>> start Records for processing
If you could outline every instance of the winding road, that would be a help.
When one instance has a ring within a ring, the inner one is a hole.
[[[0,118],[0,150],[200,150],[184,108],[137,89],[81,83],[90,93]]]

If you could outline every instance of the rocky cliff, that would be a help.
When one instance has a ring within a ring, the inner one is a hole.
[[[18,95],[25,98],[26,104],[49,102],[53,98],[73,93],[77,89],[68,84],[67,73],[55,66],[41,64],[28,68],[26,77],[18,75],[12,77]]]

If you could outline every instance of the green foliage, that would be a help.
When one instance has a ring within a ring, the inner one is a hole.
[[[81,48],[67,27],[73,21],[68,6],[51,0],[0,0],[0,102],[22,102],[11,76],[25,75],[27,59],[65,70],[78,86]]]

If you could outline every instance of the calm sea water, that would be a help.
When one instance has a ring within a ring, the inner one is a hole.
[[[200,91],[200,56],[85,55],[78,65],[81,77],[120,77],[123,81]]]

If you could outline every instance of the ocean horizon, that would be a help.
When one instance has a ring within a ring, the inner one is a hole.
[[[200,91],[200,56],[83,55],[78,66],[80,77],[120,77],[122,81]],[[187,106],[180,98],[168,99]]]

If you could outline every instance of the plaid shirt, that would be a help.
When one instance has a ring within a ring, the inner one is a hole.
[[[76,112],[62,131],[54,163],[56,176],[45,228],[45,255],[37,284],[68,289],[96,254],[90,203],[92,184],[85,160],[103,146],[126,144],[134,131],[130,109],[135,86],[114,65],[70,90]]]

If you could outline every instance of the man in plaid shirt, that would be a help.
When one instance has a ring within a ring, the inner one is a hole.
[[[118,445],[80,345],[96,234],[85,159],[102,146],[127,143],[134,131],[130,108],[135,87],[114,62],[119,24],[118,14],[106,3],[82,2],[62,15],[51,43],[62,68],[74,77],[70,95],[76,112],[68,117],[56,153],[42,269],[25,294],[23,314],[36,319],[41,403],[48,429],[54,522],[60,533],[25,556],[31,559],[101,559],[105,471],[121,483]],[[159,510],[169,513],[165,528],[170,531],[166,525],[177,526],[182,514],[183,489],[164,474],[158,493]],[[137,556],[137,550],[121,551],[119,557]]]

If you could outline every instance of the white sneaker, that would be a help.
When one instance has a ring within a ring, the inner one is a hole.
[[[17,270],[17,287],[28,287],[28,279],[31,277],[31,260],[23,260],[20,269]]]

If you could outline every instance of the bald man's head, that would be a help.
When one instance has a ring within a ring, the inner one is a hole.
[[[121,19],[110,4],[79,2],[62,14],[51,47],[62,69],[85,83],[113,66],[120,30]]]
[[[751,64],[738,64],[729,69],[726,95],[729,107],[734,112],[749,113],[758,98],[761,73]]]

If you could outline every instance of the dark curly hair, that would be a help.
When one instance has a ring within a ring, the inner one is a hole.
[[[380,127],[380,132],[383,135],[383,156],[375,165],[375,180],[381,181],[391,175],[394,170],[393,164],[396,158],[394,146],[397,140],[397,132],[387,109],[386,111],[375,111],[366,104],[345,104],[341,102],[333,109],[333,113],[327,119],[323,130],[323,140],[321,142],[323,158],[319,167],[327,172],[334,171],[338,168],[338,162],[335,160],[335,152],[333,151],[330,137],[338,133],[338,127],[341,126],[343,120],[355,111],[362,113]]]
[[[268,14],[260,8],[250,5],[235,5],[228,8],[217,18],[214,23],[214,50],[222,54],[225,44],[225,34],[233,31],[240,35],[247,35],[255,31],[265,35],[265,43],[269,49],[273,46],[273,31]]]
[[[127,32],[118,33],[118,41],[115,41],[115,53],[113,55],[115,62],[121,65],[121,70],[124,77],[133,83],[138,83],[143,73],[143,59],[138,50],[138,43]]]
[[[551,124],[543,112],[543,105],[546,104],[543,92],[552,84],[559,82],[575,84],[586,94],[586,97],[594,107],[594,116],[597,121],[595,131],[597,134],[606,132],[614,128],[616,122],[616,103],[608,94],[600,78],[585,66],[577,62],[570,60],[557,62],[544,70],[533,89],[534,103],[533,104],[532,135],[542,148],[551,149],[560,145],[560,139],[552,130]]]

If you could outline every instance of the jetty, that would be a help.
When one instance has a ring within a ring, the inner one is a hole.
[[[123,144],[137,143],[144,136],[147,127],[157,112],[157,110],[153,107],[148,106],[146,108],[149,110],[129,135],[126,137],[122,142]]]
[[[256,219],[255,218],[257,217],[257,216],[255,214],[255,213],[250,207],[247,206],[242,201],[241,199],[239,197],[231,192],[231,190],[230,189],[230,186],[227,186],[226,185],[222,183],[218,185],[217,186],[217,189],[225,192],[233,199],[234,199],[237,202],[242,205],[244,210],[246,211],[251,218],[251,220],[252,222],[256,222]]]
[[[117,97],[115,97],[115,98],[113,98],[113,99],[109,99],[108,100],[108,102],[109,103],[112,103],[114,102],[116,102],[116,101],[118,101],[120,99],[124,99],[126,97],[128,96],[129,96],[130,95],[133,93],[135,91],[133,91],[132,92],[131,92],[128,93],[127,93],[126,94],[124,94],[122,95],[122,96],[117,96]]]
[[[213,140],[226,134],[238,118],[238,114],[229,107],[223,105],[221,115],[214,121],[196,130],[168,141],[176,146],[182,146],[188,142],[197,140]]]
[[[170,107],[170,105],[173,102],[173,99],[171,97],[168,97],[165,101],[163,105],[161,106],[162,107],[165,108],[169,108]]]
>> end Records for processing
## Exercise requirements
Which lines of the items above contain the string "could"? Pull out each of those lines in full.

## Written answer
If you could outline every instance of the winding road, that would be a help.
If you could outline every instance of the rocky cliff, that would be a help.
If you could outline every instance of the green foliage, that would be a help.
If you could outline every instance of the calm sea water, that would be a help.
If you could outline every instance of the ocean horizon, that would be a help.
If you could outline every instance of the plaid shirt, that would be a help.
If you could outline every instance of the man in plaid shirt, that would be a help.
If you could outline every instance of the white sneaker, that would be a help.
If you could outline every instance of the bald man's head, that would be a help.
If you could outline every instance of the dark curly hair, that would be a help.
If you could outline every instance of the jetty, that would be a help.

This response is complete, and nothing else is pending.